What can be learned when a Supreme Court Justice decides to write a lone dissent? There exists a powerful set of incentives for Supreme Court opinions to achieve consensus. Although closely divided cases grab news headlines, unanimous opinions are actually the most commonly issued judicial alignment, and cases in which a single Justice dissents are the most unlikely. Despite voluminous academic discussion of judicial behavior, no legal scholarship has focused on the lone dissent. This Article is designed to insert consideration of lone dissenting opinions into the broader discussion of judicial behavior.

○ ○ ○ ○ ○ ○ ○

YOUR TASKS =>
• A. Transcribe the part of the passage on lone Supreme Court dissents starting at "What can be" and ending at "of judicial behavior.".
• B. Answer these questions using the passage on lone Supreme Court dissents:
(i) Which judicial alignment is most commonly issued?
(ii) Which kind of case is the most unlikely?
(iii) What has no legal scholarship focused on?
• C. Take the passage on lone Supreme Court dissents further, continuing from where it stops.

(Items excerpted from a collection)
○ ○ ○ ○ ○ ○ ○

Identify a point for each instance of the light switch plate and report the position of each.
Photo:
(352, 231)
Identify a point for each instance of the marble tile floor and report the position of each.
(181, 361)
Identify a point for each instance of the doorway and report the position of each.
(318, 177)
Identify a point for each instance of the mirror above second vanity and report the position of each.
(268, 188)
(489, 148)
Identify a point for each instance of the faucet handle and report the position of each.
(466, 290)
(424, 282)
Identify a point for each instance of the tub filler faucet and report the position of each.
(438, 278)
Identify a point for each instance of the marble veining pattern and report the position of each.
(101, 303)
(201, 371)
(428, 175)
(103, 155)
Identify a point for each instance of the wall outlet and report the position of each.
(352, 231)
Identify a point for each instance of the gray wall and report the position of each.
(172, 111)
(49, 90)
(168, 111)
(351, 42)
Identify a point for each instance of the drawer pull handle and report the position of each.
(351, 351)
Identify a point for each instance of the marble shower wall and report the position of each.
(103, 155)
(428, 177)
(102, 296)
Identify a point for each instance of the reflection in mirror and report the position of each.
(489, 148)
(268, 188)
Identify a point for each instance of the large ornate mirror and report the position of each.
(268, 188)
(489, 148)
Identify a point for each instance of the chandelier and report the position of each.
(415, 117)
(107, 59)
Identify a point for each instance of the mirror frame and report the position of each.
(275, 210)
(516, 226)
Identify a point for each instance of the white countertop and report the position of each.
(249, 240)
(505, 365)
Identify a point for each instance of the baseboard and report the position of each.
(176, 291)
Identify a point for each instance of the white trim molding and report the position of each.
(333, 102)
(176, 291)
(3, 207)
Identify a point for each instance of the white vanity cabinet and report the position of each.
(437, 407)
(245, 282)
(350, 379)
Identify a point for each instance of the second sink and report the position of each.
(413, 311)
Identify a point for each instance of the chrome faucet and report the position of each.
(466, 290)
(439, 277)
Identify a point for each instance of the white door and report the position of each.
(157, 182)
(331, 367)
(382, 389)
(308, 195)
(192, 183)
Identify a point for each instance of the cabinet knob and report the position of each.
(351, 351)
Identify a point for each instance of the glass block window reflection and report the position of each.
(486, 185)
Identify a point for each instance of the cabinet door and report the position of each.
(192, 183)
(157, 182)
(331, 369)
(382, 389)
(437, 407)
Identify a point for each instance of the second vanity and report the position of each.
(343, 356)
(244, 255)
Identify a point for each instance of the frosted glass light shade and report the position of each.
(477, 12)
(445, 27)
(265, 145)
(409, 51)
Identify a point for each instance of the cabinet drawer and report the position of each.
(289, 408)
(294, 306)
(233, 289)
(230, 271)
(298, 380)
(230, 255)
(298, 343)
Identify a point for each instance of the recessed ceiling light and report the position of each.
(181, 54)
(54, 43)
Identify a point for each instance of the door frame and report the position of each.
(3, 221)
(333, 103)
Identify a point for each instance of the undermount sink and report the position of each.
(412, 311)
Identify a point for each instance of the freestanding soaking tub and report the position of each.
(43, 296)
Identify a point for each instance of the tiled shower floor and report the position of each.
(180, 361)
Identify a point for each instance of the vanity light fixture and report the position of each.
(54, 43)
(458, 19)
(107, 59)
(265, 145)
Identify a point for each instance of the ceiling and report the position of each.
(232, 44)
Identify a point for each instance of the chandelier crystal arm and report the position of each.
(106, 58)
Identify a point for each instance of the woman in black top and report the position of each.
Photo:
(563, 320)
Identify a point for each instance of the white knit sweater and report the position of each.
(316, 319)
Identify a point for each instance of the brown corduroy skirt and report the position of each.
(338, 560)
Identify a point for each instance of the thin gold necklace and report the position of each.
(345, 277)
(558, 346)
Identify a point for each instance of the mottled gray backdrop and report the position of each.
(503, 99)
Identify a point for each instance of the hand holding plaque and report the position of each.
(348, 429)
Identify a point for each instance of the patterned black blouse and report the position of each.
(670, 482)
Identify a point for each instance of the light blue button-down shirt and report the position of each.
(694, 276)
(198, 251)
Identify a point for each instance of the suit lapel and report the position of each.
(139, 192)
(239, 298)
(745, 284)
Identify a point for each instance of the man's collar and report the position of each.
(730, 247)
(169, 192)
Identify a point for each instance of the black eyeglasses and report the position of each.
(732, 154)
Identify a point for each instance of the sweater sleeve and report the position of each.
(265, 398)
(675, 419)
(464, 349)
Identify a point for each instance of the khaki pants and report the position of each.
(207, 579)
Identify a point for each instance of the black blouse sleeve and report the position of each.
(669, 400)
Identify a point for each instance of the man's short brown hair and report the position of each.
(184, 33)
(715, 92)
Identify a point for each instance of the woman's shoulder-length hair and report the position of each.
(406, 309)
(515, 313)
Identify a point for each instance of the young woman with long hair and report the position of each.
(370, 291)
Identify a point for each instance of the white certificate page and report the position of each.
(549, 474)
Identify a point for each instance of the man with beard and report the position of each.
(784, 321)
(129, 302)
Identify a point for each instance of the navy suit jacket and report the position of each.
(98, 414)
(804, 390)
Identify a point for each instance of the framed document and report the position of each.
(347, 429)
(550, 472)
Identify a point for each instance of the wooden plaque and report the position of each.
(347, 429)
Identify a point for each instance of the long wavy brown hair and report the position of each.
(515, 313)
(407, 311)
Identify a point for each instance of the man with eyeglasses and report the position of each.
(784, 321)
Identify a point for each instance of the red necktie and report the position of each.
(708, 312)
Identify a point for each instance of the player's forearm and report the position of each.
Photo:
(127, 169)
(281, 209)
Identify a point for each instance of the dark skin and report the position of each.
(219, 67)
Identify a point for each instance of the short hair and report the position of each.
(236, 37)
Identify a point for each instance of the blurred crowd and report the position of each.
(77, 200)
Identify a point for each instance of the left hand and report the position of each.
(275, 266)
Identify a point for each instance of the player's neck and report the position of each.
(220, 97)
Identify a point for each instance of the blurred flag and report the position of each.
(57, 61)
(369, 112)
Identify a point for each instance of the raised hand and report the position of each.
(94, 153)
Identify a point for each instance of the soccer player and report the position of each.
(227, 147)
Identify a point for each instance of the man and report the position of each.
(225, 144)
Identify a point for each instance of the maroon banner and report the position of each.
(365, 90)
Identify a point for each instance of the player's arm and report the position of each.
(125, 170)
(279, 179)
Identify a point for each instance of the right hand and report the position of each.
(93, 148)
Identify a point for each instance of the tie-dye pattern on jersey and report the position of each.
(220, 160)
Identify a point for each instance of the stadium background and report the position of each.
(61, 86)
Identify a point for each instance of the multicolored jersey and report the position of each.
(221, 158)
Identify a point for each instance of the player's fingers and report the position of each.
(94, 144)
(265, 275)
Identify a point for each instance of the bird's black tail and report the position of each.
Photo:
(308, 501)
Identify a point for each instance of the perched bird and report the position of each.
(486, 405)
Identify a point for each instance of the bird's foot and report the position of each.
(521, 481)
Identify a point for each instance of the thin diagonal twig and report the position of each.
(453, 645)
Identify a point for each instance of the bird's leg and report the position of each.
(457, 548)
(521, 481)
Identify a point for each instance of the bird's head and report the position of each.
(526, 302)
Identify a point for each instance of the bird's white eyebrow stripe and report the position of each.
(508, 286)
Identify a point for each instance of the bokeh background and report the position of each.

○ ○ ○ ○ ○ ○ ○

TASK ANSWERS =>
• A.
What can be learned when a Supreme Court Justice decides to write a lone dissent? There exists a powerful set of incentives for Supreme Court opinions to achieve consensus. Although closely divided cases grab news headlines, unanimous opinions are actually the most commonly issued judicial alignment, and cases in which a single Justice dissents are the most unlikely. Despite voluminous academic discussion of judicial behavior, no legal scholarship has focused on the lone dissent. This Article is designed to insert consideration of lone dissenting opinions into the broader discussion of judicial behavior.

• B.
(i) Unanimous opinions
(ii) Cases in which a single Justice dissents
(iii) The lone dissent

• C.
Looking at the set of Supreme Court opinions in which there is a lone dissent from the appointment of Chief Justice Vinson in 1946 through the end of the 2022–23 Term, we explain how lone dissents occur in cases of particular salience to the dissenting Justice. This Article also details that the stakes of the litigation create an incentive for the dissenting Justice to risk institutional opprobrium in order to insert their counter interpretation of the law into the written record. This Article then goes even deeper, examining the moment a Justice decides to issue a lone dissent for the first time. We conclude that these initial lone dissents are crucially important datapoints to explain a Justice’s subsequent jurisprudence and judicial identity. The first lone dissent is carefully selected by each Justice to signal support for important constituencies and to define the Justice who must write in opposition to all of their colleagues for the first time. The examination of a Justice’s legal philosophy and broader jurisprudence is incomplete without an examination of this one seminal moment of judicial behavior.